_Goal_
Copy the rows below word for word, but leave out the pictures.

%%

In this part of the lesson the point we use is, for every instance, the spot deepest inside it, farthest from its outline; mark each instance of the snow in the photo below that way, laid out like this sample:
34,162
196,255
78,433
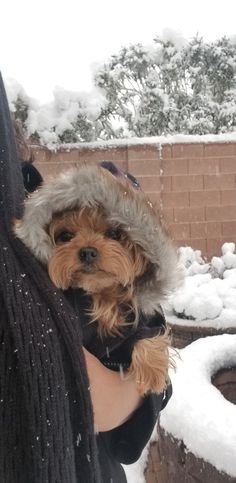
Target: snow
52,119
197,412
208,294
150,140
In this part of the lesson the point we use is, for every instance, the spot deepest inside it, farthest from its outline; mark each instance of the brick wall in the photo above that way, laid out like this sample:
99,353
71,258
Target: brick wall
194,184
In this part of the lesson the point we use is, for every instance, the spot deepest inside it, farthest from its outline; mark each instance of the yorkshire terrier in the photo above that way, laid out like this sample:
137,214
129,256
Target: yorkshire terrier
96,230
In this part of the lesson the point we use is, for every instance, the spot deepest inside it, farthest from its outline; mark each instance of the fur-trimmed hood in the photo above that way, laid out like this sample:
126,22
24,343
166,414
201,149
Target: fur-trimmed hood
90,185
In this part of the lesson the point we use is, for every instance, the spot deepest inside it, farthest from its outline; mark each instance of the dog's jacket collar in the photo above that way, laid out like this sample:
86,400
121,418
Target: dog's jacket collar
92,186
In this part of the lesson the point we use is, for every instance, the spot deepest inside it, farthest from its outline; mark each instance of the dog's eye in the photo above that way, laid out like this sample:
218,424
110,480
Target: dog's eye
114,233
64,237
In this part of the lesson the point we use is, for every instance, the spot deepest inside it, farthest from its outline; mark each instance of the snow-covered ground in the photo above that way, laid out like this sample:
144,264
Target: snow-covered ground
208,296
200,415
51,119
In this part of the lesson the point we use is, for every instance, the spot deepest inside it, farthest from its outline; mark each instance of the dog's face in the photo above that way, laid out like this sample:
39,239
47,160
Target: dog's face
91,254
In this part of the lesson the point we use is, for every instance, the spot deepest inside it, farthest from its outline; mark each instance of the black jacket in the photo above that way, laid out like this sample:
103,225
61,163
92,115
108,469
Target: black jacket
44,398
125,443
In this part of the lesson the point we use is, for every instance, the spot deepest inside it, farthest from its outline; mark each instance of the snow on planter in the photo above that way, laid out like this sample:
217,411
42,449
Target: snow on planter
197,413
208,295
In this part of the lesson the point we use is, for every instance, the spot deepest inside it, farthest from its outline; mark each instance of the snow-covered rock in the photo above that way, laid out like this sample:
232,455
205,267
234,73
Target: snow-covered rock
198,414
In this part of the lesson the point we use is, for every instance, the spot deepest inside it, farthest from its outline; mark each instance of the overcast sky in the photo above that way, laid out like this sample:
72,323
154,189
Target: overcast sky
50,43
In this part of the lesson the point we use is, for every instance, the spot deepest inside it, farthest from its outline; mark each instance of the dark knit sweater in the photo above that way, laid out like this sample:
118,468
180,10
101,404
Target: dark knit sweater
46,424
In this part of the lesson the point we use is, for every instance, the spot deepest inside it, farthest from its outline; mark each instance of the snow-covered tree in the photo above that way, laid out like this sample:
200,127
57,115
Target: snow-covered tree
170,87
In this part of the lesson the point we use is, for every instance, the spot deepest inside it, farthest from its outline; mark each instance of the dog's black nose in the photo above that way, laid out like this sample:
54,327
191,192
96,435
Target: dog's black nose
88,254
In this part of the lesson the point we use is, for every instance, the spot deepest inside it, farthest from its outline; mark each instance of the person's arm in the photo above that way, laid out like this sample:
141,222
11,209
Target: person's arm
114,396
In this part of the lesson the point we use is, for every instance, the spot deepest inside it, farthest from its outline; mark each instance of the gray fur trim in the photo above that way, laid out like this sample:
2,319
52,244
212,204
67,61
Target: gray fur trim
91,185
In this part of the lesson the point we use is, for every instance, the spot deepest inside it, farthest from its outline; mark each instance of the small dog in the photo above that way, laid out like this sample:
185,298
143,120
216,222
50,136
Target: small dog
94,229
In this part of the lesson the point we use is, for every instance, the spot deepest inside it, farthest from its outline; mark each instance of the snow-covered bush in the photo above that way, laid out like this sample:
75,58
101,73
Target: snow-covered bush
168,87
209,289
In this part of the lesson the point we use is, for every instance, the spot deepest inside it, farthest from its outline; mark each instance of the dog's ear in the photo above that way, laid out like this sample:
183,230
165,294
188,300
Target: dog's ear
31,177
116,171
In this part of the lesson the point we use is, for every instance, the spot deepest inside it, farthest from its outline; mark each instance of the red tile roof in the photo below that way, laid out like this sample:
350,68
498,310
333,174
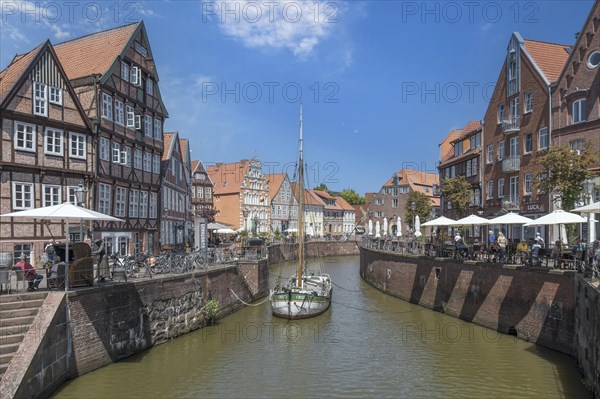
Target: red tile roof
549,57
94,53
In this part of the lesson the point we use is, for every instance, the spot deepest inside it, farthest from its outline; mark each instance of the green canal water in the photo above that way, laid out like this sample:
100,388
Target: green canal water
367,345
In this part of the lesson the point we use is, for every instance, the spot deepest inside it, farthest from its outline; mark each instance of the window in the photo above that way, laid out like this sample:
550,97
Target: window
149,86
156,164
53,141
500,113
148,125
104,198
22,195
147,162
157,129
116,153
119,112
579,111
528,184
529,101
120,196
106,106
137,159
153,206
51,195
130,117
490,190
594,59
134,198
104,149
77,145
528,143
543,139
24,136
124,71
55,95
143,204
40,96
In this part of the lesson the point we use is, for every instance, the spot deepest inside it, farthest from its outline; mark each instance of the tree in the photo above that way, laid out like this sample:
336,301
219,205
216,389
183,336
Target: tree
563,172
457,191
423,207
352,197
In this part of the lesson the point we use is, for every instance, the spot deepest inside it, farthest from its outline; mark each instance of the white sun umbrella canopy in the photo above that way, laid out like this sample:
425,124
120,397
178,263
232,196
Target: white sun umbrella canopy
418,226
66,212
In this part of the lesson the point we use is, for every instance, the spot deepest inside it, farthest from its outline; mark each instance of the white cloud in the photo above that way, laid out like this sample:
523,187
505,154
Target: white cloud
298,26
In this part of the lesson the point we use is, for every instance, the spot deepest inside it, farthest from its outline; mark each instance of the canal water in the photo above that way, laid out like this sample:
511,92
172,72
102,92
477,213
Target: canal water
367,345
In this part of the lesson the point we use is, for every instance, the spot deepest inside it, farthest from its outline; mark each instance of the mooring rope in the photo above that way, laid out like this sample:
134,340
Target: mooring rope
246,303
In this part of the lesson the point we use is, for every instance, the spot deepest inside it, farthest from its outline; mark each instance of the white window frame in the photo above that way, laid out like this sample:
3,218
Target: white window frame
40,99
22,195
55,95
107,110
24,140
52,190
104,149
77,145
579,111
104,191
119,112
53,141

%%

_Written answer_
In this part of the lesson the point we use is, for every instance, the spot deepest inside it, farthest from its outline; mark each instance of the snow in the photo below that way, laid out like this sample:
34,162
196,255
78,433
Target: snow
52,119
197,412
208,294
150,140
In this part of the lesson the point we use is, for every instance, the spot deepest inside it, farthest from its outline; mark each instance of the brick wall in the photo above that way, laid out like this sample:
99,353
71,258
Target: brick wall
194,184
In this part of the lesson the point we use is, for every instance, the spot deepest inside it, farthest from its outline; mark each instance of the yorkshire terrier in the photo above that way, laid out like this sample:
137,214
129,256
Target: yorkshire terrier
96,230
In this part of the lesson the point we use is, for every instance, the spot deepest inside it, farthest from its outline; mark each instance of the fur-trimmed hood in the photo above that way, laid out like this sample:
126,22
24,343
166,414
201,149
Target: fur-trimmed hood
90,185
In this part of the lesson the point we use is, for every instance, the spot deepest inside it, farthest from its outline; mark each instance of the dog's jacket collar in the photo above that way, laid out like this sample:
86,400
121,418
Target: dog's jacket collar
92,186
In this part of the lesson the point we use is, for every instance, the spot deepest inside it, farthest from its outline; mark each instance of the dog's eye in the photo above that way, laid out like this sample:
218,424
110,480
Target: dog's eye
114,233
64,237
In this part of the lesson the point we use is, for every instance, the spot deepest inside it, farthest from its outline; mark each instance of the snow-covered ground in the photo above that way, laid out like this sample:
144,264
Target: snow-covered ground
208,296
200,415
51,119
In this part of the lesson the point we use is, for every instance, the spot deepest inside it, farthest from its outline; mark each instance of the dog's face in the photo above that way, laid out like this sample:
39,239
47,160
Target: dog's face
91,254
In this part of the lesson the point we use is, for every instance, the spot deepest inside it, farthest from its outline; mark each instance of the black jacket in the photo above that way, laid out like this sample:
103,225
61,163
92,115
108,469
Target: black jacket
44,398
125,443
In this part of the lesson the point we use is, for every instance, the spot deepest inside it, farthest from its outline; mark each instance of the snow on planter in the photo above that way, laid out like this sample:
217,411
42,449
Target: snow on planter
197,413
208,295
In this part of the lesson the point we use is, for every instance, the spot deepest inside it, farthest from its outline; mark each instance of the snow-covered rock in the photo above that way, laid out like this sample:
232,455
205,267
234,73
Target: snow-covered rock
198,414
In this part of the lesson the point we use is, for every instance, the spot deepest inside it, farthest from its outline; mark each instance of the overcast sky in the photo above that way, laid out like this sample:
72,323
154,189
Target: overcast sky
50,43
In this part of the lesson the point we use is, for every instance, the spot deepest inside it, farthest from its outline; mark each instance of the dark knit sweater in the photo above that way, laid out like this sample:
118,468
180,10
101,404
Target: dark knit sweater
46,424
In this part of the lesson the point we use is, for every instance, the spot deepest inside it, farthest from its outline; mark each instance of the snow-covered tree in the photo above that way, laid out like this sample:
200,127
57,115
Target: snow-covered tree
170,87
In this part of the lesson the point we use is, for every instance, the spot deepest inside it, farthest from its outline; mark each instance of the dog's black nose in the photo above that way, laid out like this sample:
54,327
191,192
96,435
Target: dog's black nose
88,254
In this part of the lesson the point we use is, for every instance, the spot deepest inside it, farthest from its outline; mark each instance of the person's arm in the photo above that way, laid out like this sample:
141,222
11,209
Target: person's arm
114,396
In this part of the lesson the point we use is, for every instance, the spot deepest inside it, farthest from its outline; mark each instance of the gray fur trim in the photo above that way, laid out like this sample:
2,319
52,244
212,204
67,61
Target: gray fur trim
91,185
In this part of the lesson the point we use is, for every instance, the spot deepest inside it, farthest from its outline; mark each instance of the small dog in the photo above that way, laid out like this sample:
185,298
143,120
216,222
50,136
Target: small dog
94,229
In this part of the lesson the point we use is, for every instance, the spot deepest inside it, farthest from its outline; mark each instance of the snow-covered bush in the photo above that way, laid out like this sample:
75,58
101,73
Target: snow-covered bush
168,87
209,289
In this part of the lesson the point we use is, for every instance, the spot deepest inside it, farthest from its outline; mark each instance of the dog's ear in the photo above that way, laid out like this sample:
183,230
165,294
188,300
Target: dog's ear
31,177
116,171
In this part of the lesson the point we use is, for every instance, the spot deepest inside it, farthest from its outline; mark each instance of the red tile roof in the photo below that way, laid out like this sample:
350,68
498,310
333,174
Target: red tile roof
549,57
94,53
In this part of the lesson the point we use is, for every instance, the spot deepest inside it, farthest from its outline; mark each instance of the green canal water in the photo above that way, laid out like this sample:
100,388
Target: green canal water
367,345
In this part of the lesson the point we use is, for every instance, the spot deepest inside it, farthest from its outline; mark each instance of the window in the photo above that way, laid out like this sample:
550,97
Target: window
149,86
156,164
53,141
500,113
148,125
104,198
22,195
147,162
157,129
116,153
119,112
579,111
528,184
529,101
120,196
106,106
137,159
153,206
51,195
130,117
490,190
594,59
134,198
104,149
77,145
528,143
543,139
24,136
124,71
55,95
143,204
40,96
In this part of the lesson the point we use is, for every instance, the spot deepest inside it, farthest from its outline; mark each instance of the tree in the photo above that way, laid out like this sample:
336,301
219,205
216,389
183,336
Target: tree
563,172
457,191
423,207
352,197
In this part of the lesson the point we use is, for every instance, the spot deepest inside it, farthest from its outline; mark each instance of the white sun umbrella canopy in the photo above that way, laid out like this sample:
425,124
120,397
178,263
232,196
Target: white sun umbrella canopy
418,226
66,212
In this part of the lesson the point we use is, for every instance, the spot deepest inside it, farthest from its outline; mark each instance of the white cloud in the photo above that way, laid out like this sample:
523,187
505,154
Target: white cloud
298,26
In this part of the lesson the point we use is, for every instance, the spot deepest inside it, farthest from its outline; mark each instance of the canal water in the photo above that way, laid out like this sample:
511,92
172,72
102,92
477,213
Target: canal water
367,345
In this part of the lesson the point we use is, for every instance, the spot deepest inside it, farthest from its outline; mark each instance of the mooring rope in the photo above that way, laid out like this sample:
134,340
Target: mooring rope
246,303
In this part of the lesson the point we use is, for every instance, the spot deepest inside it, farthest from its outline; mark each instance of the white window frame in the photo above that way, laid out like this sample:
3,218
Target: white window frame
40,99
22,195
55,95
107,110
24,140
52,190
104,149
77,145
579,111
104,191
119,112
53,141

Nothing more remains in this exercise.